** DATA SECTION follows **
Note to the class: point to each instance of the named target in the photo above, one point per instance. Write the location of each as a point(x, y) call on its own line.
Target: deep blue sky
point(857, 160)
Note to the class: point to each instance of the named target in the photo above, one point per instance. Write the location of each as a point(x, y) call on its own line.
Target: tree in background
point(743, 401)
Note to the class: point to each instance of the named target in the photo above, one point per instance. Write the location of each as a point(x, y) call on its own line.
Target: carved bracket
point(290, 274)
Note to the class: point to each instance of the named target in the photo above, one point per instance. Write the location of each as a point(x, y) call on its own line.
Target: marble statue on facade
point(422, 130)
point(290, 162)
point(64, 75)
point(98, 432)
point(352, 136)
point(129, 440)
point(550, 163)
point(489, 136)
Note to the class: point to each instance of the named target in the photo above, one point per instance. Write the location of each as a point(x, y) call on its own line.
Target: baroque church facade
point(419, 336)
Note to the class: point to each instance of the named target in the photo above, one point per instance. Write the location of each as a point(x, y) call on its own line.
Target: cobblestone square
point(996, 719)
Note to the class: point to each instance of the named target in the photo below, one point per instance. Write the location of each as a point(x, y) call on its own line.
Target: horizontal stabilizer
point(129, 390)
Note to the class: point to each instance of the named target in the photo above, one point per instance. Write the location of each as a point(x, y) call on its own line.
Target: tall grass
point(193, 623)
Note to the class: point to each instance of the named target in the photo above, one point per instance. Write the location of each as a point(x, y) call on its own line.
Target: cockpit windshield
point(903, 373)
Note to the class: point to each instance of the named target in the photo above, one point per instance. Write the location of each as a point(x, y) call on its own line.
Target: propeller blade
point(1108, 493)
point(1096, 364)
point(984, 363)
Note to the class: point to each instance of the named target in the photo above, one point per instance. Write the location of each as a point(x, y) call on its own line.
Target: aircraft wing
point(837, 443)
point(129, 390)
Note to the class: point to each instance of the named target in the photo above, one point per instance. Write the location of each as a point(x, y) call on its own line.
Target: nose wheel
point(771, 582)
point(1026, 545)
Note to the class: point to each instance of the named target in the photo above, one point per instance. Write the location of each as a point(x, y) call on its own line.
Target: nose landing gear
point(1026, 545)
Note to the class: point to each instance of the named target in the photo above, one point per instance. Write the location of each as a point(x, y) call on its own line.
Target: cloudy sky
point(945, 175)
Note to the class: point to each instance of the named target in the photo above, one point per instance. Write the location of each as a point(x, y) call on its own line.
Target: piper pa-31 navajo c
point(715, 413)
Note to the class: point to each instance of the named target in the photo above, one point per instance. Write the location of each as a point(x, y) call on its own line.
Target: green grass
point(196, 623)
** End of DATA SECTION **
» REQUIREMENT
From the line containing "Target: nose landing gear" down to the last line of the records, transcribe every line exactly and add nothing else.

» FINISHED TASK
Target: nose landing gear
point(1026, 545)
Note to the class: point to each instance of the named target in the photo above, one point per instance. Write the location of each as a point(x, y) call on its own line.
Target: cloudy sky
point(945, 175)
Note to the class: point to each instance of the named target in the photo above, one point per instance. Write the location of each as a point(x, y) call on its own line.
Target: piper pa-31 navajo c
point(715, 413)
Note to the class: point to each instance of the named target in the photo above, one point per instance. Write the location of each as a point(x, y) call on its own line.
Target: green grass
point(196, 623)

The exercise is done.